### Set task 1
Can you return the passage of the Fiola Vliete article from "Vliete played as" to "Rehoboth Amakrombies FC.", copied word for word?

_ _ _ _ _ _ _

Fiola Vliete

Personal information
- Date of birth: 22 October 1998 (age 27)
- Place of birth: Rehoboth, Namibia
- Position: Forward

Team information
- Current team: Beauties
- Number: 10

Senior career*
- Years: Team / Apps / (Gls)
- 2018–2021: V-Power Angels
- 2023–: Beauties

International career
- 2021–: Namibia / 12 / (3)

= Fiola Vliete =

Namibian footballer (born 1998)

Fiola Vliete (born 22 October 1998) is a Namibian footballer who plays as a forward for Beauties in the FNB Women's Super League and the Namibia national team.

Vliete played as a goalkeeper, then switched to the position of a striker.
==Early life==
Vliete grew up in Block E, Rehoboth, Namibia She attended Oanob Primary and Rehoboth High School. She started playing Street football at a very young age, eventually leading her to join the local club, Rehoboth Amakrombies FC.

_ _ _ _ _ _ _

### Set task 2
Could you rename "marker" to "dot" in the listing, from the line with "# test: point to the woman's neck, one" to the line with "[[315, 99]]", changing nothing else and giving back only those lines?

_ _ _ _ _ _ _

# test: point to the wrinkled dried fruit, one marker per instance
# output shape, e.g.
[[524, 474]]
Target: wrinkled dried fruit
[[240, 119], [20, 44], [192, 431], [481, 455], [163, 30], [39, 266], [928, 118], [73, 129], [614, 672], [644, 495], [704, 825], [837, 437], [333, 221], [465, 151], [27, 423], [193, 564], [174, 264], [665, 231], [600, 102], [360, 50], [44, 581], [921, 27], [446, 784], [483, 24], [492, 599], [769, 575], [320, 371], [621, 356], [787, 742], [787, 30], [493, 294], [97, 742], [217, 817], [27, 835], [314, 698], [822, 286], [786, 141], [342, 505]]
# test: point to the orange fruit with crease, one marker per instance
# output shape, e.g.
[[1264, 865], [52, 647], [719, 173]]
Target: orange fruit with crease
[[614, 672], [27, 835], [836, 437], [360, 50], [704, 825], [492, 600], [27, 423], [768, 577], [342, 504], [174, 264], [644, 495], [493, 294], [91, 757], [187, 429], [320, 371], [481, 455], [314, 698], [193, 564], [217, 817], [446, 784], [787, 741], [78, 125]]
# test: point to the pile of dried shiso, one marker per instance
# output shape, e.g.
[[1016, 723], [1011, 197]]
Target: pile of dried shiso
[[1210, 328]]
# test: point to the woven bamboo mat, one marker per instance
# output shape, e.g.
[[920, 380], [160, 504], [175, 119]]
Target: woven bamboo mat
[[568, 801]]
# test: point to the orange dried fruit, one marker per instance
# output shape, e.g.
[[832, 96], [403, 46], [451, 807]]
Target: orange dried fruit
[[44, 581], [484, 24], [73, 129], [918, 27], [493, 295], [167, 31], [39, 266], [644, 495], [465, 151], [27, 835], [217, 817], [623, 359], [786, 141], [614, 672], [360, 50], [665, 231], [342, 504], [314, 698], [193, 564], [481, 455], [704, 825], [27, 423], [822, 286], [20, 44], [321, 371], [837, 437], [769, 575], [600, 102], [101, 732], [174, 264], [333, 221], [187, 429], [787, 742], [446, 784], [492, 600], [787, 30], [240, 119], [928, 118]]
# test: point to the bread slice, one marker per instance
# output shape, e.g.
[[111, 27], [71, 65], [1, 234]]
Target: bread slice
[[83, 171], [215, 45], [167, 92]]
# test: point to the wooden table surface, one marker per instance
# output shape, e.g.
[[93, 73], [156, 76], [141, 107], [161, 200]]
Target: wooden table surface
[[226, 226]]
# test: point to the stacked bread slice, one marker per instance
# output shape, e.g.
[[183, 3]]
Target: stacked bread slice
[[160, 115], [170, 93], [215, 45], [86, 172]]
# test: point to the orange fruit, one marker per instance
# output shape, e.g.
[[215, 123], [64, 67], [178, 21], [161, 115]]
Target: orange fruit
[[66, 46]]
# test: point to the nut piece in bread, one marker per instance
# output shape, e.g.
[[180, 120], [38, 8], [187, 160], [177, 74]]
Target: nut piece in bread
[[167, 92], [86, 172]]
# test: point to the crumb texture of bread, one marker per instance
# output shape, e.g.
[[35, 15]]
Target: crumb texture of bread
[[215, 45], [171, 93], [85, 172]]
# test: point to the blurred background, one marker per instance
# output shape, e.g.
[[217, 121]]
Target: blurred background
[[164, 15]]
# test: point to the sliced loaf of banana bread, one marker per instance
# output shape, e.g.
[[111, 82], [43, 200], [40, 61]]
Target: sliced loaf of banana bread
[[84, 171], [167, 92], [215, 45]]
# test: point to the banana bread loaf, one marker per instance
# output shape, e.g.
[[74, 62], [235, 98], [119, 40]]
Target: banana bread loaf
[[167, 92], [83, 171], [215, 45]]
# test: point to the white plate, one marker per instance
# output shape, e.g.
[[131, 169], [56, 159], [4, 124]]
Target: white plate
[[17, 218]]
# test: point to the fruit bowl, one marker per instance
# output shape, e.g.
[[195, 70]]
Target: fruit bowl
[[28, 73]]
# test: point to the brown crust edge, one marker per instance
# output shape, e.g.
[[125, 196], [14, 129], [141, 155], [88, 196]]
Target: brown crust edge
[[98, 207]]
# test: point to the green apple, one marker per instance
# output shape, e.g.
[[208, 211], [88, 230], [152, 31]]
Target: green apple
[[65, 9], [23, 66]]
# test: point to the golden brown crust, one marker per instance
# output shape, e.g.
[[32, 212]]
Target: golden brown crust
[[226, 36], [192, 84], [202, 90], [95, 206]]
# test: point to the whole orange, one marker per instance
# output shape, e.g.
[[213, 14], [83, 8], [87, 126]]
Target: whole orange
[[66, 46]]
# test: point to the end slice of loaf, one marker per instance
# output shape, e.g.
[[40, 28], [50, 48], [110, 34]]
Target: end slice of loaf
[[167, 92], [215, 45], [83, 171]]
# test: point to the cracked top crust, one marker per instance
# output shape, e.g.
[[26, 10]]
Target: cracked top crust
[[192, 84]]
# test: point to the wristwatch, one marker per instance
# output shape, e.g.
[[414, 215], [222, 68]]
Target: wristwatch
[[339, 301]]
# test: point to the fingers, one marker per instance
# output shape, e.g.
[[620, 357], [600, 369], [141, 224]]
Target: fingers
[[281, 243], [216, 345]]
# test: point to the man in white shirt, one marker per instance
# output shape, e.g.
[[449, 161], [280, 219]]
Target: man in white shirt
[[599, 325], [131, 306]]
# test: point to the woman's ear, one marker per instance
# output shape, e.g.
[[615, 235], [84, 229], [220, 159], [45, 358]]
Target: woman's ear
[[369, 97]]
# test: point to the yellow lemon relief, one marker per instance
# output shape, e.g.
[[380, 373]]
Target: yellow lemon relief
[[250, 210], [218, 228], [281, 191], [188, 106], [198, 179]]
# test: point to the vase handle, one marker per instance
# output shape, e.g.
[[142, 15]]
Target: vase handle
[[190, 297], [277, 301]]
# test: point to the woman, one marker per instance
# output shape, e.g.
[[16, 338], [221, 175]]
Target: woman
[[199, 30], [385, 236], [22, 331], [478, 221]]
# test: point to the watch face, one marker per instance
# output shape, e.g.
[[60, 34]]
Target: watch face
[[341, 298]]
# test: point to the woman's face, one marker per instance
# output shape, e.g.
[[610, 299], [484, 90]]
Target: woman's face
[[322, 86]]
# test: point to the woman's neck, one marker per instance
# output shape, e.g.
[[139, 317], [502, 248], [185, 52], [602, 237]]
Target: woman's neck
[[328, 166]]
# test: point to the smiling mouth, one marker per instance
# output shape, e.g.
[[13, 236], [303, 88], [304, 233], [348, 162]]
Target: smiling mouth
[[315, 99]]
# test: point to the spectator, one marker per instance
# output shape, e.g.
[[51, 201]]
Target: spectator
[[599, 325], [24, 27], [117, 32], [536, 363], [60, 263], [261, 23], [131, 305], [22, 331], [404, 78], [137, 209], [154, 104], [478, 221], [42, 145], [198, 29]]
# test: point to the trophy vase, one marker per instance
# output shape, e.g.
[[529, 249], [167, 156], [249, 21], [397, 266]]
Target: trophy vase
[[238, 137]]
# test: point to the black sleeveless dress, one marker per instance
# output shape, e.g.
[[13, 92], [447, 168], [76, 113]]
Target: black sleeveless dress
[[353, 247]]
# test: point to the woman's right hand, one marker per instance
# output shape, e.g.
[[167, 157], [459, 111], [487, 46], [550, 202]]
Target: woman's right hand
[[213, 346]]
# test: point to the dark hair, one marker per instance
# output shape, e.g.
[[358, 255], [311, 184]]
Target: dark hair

_ _ _ _ _ _ _

### Solution 1
Vliete played as a goalkeeper, then switched to the position of a striker.
==Early life==
Vliete grew up in Block E, Rehoboth, Namibia She attended Oanob Primary and Rehoboth High School. She started playing Street football at a very young age, eventually leading her to join the local club, Rehoboth Amakrombies FC.

### Solution 2
# test: point to the woman's neck, one dot per instance
# output shape, e.g.
[[139, 317], [502, 248], [185, 52], [602, 237]]
Target: woman's neck
[[328, 166]]
# test: point to the smiling mouth, one dot per instance
# output shape, e.g.
[[13, 236], [303, 88], [304, 233], [348, 162]]
Target: smiling mouth
[[315, 99]]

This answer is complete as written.